### What you have to do
Please copy every one of the rows below word for word, keeping their order and layout unchanged.

### Extracted information
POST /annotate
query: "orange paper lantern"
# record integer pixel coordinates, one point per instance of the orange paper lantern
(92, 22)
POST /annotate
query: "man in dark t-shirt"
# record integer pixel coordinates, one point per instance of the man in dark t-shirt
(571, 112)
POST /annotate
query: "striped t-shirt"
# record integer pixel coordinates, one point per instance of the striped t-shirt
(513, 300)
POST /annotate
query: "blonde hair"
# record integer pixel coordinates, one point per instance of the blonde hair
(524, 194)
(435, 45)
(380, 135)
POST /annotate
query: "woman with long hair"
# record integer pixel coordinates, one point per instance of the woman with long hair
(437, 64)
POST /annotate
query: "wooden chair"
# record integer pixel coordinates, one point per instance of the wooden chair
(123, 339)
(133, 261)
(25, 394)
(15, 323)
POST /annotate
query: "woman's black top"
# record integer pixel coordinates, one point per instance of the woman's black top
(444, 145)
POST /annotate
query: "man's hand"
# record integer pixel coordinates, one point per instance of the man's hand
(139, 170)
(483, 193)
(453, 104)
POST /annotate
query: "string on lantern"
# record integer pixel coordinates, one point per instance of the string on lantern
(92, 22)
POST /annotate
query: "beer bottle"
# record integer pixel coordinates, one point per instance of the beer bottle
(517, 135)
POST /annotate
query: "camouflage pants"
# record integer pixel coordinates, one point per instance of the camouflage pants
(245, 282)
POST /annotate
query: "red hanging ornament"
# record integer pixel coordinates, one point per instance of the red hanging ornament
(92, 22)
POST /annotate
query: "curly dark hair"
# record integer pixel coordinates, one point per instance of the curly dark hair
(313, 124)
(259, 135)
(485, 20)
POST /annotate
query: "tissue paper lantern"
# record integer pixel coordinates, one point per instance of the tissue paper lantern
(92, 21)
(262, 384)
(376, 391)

### Solution to this problem
POST /annotate
query: "orange paper lantern"
# record integer pixel coordinates, one point per instance of the orange paper lantern
(92, 22)
POST /annotate
query: "man in dark t-shirt"
# record integer pixel coordinates, one point per instance of the man in dark t-shirt
(571, 112)
POST /annotate
query: "striped t-shirt"
# record integer pixel coordinates, one point per instance of the striped t-shirt
(513, 300)
POST /annotate
query: "blonde hair"
# record integer pixel coordinates, one point per instance of the blonde hair
(524, 194)
(435, 45)
(380, 135)
POST /annotate
query: "woman with long hair"
# record integer pixel coordinates, one point per instance of the woman with long hair
(437, 64)
POST /annotate
query: "wooden chair"
# record integer pixel coordinates, one point per instance of the wooden chair
(123, 339)
(133, 261)
(25, 394)
(15, 323)
POST /annotate
query: "woman's black top"
# record integer pixel coordinates, one point per instance of the woman's black top
(444, 145)
POST /annotate
query: "man's hand"
# record integer pixel coordinates, one point per instance of the man's hand
(139, 170)
(483, 193)
(453, 104)
POST /annotate
query: "string on lantern"
# record integer pixel coordinates, one point per instance of the string on lantern
(92, 22)
POST /annotate
query: "beer bottle"
# record integer pixel coordinates, one point per instance of the beer bottle
(517, 135)
POST /annotate
query: "camouflage pants"
# record integer pixel coordinates, one point per instance of the camouflage pants
(245, 282)
POST /annotate
query: "red hanging ornament"
# record integer pixel coordinates, one point per instance of the red hanging ornament
(92, 22)
POST /annotate
query: "curly dark hair"
# record integer pixel coordinates, one point per instance of the curly dark hair
(313, 124)
(259, 135)
(485, 20)
POST /annotate
query: "tissue paper lantern"
# record integer pixel coordinates, one point per instance of the tissue paper lantern
(92, 21)
(262, 384)
(376, 391)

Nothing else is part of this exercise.